··· Records shown

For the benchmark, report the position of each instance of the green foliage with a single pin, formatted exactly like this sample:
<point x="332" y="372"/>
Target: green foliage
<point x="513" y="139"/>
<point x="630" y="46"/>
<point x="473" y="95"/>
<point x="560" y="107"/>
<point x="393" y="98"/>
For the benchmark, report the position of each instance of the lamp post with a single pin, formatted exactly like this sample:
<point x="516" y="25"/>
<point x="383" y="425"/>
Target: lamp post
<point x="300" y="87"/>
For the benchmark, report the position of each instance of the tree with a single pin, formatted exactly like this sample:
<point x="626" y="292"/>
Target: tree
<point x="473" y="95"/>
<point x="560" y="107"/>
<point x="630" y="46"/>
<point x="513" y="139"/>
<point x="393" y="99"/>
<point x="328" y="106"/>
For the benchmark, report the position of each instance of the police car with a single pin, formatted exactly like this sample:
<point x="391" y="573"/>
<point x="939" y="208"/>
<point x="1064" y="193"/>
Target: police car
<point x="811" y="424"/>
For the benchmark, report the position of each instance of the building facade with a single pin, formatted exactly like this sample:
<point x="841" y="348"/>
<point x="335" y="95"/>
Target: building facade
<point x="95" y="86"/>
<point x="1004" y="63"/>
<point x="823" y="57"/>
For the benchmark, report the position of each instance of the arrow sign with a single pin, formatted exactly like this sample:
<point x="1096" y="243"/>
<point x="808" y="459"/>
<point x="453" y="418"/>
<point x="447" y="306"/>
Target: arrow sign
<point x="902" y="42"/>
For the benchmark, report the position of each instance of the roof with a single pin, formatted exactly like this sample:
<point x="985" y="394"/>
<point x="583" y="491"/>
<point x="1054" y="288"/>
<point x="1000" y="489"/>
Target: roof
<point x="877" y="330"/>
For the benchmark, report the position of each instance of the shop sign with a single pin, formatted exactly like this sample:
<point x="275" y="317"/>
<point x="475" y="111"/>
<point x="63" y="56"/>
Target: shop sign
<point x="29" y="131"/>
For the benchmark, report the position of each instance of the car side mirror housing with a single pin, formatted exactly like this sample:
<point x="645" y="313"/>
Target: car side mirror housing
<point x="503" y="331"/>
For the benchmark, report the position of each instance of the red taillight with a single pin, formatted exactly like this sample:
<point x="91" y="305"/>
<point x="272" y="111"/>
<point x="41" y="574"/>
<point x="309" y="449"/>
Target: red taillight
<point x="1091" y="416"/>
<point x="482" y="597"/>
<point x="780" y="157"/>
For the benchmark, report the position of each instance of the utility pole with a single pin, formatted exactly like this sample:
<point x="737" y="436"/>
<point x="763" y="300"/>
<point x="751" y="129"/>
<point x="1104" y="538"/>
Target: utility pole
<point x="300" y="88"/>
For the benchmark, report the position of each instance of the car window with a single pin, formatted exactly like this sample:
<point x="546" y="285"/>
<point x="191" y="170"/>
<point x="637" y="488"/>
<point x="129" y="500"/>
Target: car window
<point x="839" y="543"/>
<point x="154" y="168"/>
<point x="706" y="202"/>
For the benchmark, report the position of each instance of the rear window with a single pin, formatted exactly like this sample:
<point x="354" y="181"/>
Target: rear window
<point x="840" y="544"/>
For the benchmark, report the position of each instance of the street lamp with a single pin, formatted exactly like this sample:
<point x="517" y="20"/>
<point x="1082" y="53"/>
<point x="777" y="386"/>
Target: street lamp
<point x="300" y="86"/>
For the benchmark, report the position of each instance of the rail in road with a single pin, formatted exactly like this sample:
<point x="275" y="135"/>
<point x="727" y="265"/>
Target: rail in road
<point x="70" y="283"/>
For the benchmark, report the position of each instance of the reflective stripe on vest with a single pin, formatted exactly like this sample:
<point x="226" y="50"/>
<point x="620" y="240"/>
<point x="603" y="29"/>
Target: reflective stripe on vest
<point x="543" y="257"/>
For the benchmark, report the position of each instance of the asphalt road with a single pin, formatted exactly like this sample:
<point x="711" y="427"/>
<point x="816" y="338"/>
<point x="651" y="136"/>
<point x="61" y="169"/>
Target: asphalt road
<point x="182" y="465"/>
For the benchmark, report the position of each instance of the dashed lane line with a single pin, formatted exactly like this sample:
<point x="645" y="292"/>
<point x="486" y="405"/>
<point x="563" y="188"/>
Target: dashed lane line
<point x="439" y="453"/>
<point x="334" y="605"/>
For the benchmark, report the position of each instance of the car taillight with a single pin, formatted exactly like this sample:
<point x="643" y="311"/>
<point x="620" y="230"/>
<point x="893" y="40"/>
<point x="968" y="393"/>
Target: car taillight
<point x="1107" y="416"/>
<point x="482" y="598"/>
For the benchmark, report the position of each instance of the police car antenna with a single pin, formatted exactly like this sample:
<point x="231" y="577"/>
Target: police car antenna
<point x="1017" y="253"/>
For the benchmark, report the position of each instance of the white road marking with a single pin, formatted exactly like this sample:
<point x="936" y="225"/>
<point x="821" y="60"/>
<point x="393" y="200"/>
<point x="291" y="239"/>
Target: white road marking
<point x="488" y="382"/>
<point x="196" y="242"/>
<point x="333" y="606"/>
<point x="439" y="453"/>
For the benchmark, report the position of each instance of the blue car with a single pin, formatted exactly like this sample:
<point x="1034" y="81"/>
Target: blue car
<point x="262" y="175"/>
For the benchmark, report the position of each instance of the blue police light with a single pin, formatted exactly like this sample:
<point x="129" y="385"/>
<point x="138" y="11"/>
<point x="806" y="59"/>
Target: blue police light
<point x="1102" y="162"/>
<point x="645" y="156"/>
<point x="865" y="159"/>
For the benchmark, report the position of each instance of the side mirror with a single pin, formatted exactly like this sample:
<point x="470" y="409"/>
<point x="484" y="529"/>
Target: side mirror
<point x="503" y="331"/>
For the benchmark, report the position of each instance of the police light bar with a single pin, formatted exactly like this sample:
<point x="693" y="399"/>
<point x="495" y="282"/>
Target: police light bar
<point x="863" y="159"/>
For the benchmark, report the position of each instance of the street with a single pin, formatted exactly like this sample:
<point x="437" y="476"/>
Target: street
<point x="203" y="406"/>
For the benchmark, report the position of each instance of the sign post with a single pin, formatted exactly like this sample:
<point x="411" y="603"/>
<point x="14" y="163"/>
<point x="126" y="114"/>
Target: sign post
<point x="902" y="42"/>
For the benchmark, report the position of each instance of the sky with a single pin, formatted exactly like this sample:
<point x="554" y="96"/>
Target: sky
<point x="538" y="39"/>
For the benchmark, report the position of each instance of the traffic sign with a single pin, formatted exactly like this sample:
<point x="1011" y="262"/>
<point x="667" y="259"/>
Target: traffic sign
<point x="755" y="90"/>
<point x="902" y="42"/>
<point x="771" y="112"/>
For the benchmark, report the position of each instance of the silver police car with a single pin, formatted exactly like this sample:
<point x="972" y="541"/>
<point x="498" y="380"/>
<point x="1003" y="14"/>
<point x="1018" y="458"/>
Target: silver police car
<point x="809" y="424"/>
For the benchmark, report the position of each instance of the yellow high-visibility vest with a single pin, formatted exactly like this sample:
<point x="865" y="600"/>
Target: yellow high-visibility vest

······

Challenge:
Convert the lines of the records into a numbered list, starting at the line that contains "of the reflective" and ending at the line that contains "Target: reflective stripe on vest". Leave out blank lines.

Full answer:
1. For the benchmark, report the position of each instance of the reflective stripe on vest with a single pin, formatted exactly like this sample:
2. <point x="226" y="50"/>
3. <point x="620" y="240"/>
4. <point x="603" y="29"/>
5. Target: reflective stripe on vest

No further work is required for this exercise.